Whenever a line in this data holds the word "jacket", report that line in full.

::::::

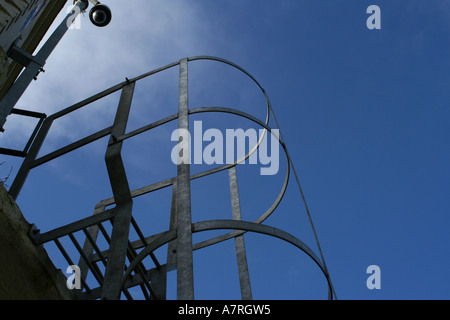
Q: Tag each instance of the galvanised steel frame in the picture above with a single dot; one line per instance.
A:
(118, 277)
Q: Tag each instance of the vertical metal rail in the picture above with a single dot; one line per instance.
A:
(244, 277)
(185, 274)
(27, 164)
(35, 64)
(122, 196)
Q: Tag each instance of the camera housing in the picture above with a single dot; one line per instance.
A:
(100, 15)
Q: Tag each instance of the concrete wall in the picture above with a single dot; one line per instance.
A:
(26, 271)
(29, 19)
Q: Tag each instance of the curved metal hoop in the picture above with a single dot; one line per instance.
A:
(230, 224)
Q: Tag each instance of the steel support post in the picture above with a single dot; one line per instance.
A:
(122, 195)
(27, 164)
(35, 64)
(185, 274)
(244, 277)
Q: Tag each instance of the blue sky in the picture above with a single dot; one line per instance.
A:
(364, 114)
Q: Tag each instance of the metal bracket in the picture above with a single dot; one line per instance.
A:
(34, 233)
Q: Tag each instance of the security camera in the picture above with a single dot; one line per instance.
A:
(100, 15)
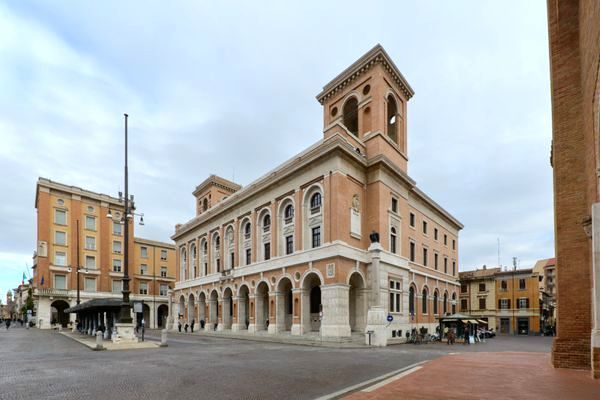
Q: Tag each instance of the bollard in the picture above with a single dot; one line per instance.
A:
(99, 338)
(163, 338)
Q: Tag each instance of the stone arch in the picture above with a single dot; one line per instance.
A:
(357, 302)
(57, 313)
(285, 307)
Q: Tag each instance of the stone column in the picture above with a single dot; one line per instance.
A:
(336, 310)
(274, 319)
(595, 290)
(252, 310)
(376, 316)
(237, 317)
(297, 316)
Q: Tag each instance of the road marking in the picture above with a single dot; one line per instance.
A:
(390, 380)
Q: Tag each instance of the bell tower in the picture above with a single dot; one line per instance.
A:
(366, 103)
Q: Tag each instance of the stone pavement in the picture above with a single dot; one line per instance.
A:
(482, 375)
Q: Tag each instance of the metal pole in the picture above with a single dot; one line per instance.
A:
(78, 300)
(125, 317)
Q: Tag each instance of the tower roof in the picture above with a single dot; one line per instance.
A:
(376, 55)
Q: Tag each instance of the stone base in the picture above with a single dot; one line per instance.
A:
(376, 322)
(125, 334)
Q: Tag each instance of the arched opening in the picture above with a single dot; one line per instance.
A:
(357, 303)
(311, 303)
(262, 306)
(392, 118)
(411, 301)
(202, 309)
(191, 309)
(350, 112)
(57, 313)
(214, 310)
(227, 308)
(243, 307)
(284, 305)
(162, 313)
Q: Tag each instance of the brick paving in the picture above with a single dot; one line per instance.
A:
(482, 375)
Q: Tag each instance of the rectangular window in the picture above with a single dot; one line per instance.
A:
(60, 238)
(60, 282)
(316, 236)
(60, 258)
(60, 217)
(90, 223)
(163, 290)
(90, 284)
(90, 262)
(117, 286)
(143, 288)
(395, 296)
(463, 304)
(117, 228)
(90, 243)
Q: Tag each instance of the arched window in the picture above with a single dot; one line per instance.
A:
(315, 203)
(392, 116)
(445, 303)
(289, 214)
(351, 116)
(411, 301)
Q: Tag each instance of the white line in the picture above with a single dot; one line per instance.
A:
(390, 380)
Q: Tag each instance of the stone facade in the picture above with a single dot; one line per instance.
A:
(574, 36)
(60, 208)
(292, 252)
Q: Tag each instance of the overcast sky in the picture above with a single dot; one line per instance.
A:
(229, 88)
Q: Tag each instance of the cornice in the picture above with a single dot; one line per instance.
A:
(377, 55)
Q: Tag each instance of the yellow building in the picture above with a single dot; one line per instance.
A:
(478, 294)
(73, 229)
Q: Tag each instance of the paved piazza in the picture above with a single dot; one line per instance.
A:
(38, 364)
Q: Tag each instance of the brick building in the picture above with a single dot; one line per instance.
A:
(68, 214)
(574, 37)
(294, 252)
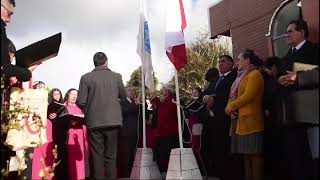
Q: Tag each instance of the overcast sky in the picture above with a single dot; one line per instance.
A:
(110, 26)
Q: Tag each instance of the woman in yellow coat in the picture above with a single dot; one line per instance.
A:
(245, 107)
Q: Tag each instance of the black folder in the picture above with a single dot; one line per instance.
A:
(38, 52)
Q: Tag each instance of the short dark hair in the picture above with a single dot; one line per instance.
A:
(99, 59)
(301, 25)
(68, 93)
(37, 84)
(271, 61)
(227, 57)
(11, 46)
(212, 74)
(253, 58)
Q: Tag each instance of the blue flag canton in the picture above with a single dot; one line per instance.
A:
(146, 38)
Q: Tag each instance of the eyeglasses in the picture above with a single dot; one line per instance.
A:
(8, 11)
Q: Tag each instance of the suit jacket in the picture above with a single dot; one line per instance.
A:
(99, 93)
(249, 104)
(295, 100)
(222, 92)
(9, 70)
(167, 121)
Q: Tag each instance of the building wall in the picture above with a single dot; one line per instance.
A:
(248, 22)
(310, 11)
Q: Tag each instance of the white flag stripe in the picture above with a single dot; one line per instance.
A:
(174, 35)
(144, 50)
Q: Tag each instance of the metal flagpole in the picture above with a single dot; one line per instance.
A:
(178, 108)
(143, 109)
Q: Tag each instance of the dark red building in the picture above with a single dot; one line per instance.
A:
(261, 24)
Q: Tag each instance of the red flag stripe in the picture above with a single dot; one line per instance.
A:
(178, 56)
(183, 17)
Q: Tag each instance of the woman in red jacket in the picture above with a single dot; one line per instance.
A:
(166, 132)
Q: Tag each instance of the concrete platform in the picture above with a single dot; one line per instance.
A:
(144, 167)
(183, 165)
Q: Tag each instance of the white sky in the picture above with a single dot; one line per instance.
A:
(110, 26)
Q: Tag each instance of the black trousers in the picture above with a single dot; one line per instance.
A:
(103, 149)
(126, 155)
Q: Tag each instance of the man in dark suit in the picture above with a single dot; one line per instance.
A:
(219, 125)
(298, 110)
(99, 93)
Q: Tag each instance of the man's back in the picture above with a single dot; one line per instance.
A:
(99, 94)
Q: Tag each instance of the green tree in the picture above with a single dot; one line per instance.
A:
(202, 54)
(135, 80)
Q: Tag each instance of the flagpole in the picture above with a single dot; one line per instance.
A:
(143, 109)
(178, 108)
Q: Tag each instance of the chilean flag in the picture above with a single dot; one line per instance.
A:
(174, 38)
(144, 48)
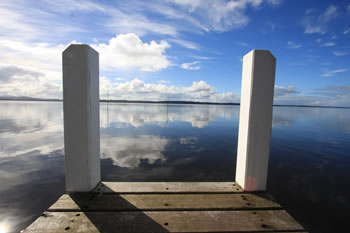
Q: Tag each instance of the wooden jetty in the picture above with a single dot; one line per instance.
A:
(165, 207)
(94, 206)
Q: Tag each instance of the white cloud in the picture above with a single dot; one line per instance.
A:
(284, 90)
(293, 45)
(190, 66)
(318, 23)
(185, 44)
(18, 81)
(129, 51)
(137, 89)
(163, 81)
(328, 44)
(274, 2)
(199, 57)
(333, 72)
(339, 53)
(217, 15)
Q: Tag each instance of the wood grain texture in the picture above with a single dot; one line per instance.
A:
(168, 187)
(166, 221)
(88, 202)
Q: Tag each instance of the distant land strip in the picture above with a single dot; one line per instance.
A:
(25, 98)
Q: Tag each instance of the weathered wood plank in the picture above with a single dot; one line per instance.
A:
(88, 202)
(168, 187)
(165, 221)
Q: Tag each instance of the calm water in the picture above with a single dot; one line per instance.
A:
(309, 170)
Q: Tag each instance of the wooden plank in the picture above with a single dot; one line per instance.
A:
(168, 187)
(165, 221)
(88, 202)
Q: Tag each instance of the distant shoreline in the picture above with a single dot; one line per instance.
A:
(166, 102)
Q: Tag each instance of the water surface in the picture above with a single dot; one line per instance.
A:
(308, 170)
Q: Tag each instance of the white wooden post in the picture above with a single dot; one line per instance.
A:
(81, 118)
(258, 79)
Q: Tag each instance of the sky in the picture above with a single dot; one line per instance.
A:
(179, 49)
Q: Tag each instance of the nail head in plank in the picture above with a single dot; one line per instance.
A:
(168, 187)
(166, 221)
(85, 201)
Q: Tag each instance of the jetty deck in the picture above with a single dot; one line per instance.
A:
(165, 207)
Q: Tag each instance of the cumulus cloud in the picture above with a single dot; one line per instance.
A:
(274, 2)
(219, 15)
(293, 45)
(190, 66)
(333, 72)
(129, 51)
(137, 89)
(314, 23)
(328, 44)
(8, 73)
(287, 90)
(185, 44)
(19, 81)
(339, 53)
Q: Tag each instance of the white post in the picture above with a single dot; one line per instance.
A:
(258, 79)
(81, 118)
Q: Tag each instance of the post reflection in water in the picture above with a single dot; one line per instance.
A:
(159, 142)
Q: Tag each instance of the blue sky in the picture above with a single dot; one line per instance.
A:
(179, 49)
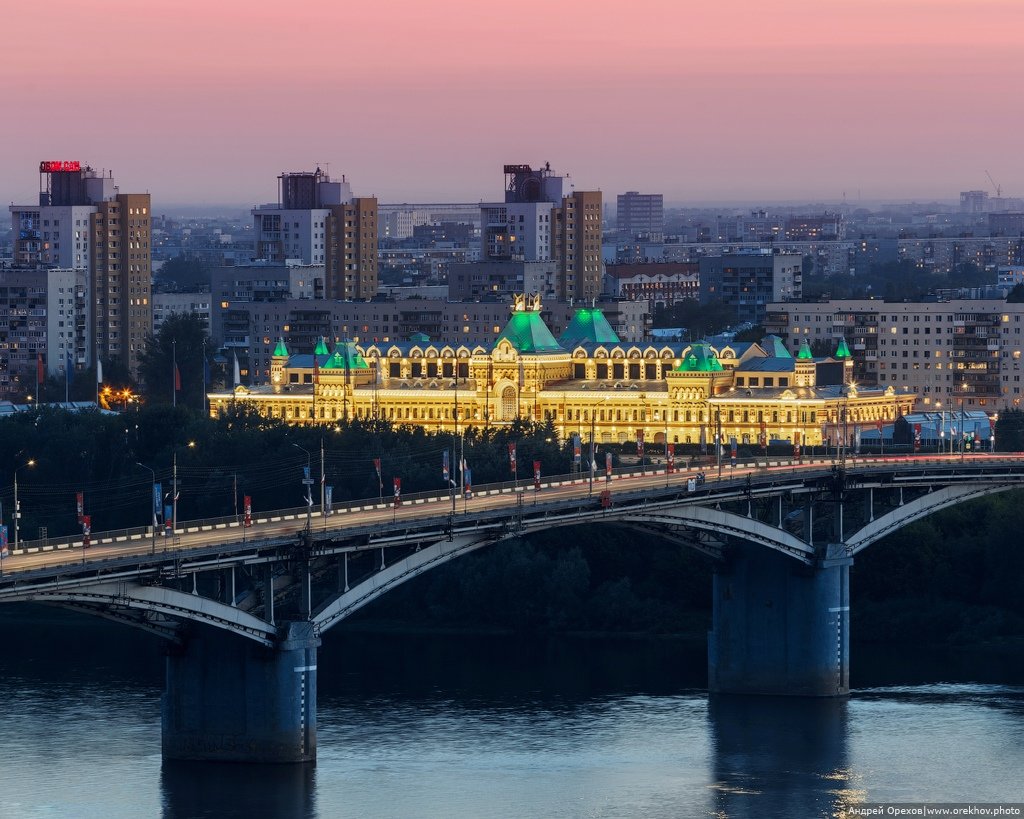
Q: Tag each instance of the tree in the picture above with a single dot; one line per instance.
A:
(174, 356)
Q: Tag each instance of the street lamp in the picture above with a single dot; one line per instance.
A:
(17, 506)
(153, 503)
(174, 488)
(307, 481)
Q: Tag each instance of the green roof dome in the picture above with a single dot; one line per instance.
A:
(589, 325)
(700, 358)
(346, 356)
(527, 333)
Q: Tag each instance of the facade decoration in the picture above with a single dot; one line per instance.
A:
(587, 381)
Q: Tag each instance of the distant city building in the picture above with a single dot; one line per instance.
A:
(944, 351)
(1006, 224)
(44, 314)
(974, 202)
(502, 278)
(584, 381)
(750, 282)
(829, 226)
(252, 328)
(167, 304)
(318, 221)
(84, 222)
(539, 222)
(663, 284)
(640, 215)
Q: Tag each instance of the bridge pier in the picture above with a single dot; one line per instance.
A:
(780, 627)
(231, 699)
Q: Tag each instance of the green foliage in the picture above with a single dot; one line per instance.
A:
(181, 339)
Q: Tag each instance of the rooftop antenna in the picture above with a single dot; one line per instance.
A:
(998, 188)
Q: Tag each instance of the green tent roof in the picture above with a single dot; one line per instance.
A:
(774, 347)
(527, 333)
(700, 358)
(345, 356)
(589, 325)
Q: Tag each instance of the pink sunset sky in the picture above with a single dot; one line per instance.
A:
(206, 102)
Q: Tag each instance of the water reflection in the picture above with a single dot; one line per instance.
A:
(224, 790)
(778, 756)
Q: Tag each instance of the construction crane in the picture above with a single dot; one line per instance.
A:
(998, 188)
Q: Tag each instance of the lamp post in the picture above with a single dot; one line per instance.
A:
(153, 503)
(17, 506)
(174, 487)
(307, 481)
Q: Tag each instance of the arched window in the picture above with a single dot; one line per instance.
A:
(510, 406)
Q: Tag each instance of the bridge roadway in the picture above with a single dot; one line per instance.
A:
(380, 524)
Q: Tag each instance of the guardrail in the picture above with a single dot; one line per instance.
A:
(523, 485)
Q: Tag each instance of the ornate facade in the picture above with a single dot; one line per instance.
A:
(586, 382)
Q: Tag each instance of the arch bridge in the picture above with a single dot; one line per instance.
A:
(243, 609)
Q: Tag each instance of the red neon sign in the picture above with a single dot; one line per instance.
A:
(57, 166)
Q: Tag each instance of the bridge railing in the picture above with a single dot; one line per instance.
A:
(523, 485)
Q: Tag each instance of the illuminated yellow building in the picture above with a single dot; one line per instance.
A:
(585, 381)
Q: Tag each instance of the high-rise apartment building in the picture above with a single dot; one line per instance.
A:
(537, 222)
(318, 221)
(640, 215)
(83, 222)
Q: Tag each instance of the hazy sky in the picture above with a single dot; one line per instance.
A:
(207, 102)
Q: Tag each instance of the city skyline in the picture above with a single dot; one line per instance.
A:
(875, 100)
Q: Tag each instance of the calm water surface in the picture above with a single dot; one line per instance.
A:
(498, 727)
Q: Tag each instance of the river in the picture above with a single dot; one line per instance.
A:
(470, 726)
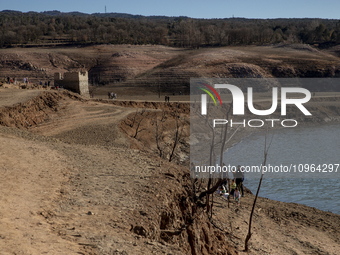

::::::

→ **SOLUTION TO THE PROBLEM**:
Q: Tag each instance of the suit jacket in the picture above with a single dot; one line per instance.
Q: Tag each instance of the woman in red jacket in the picture above with a single dot; one line per instance.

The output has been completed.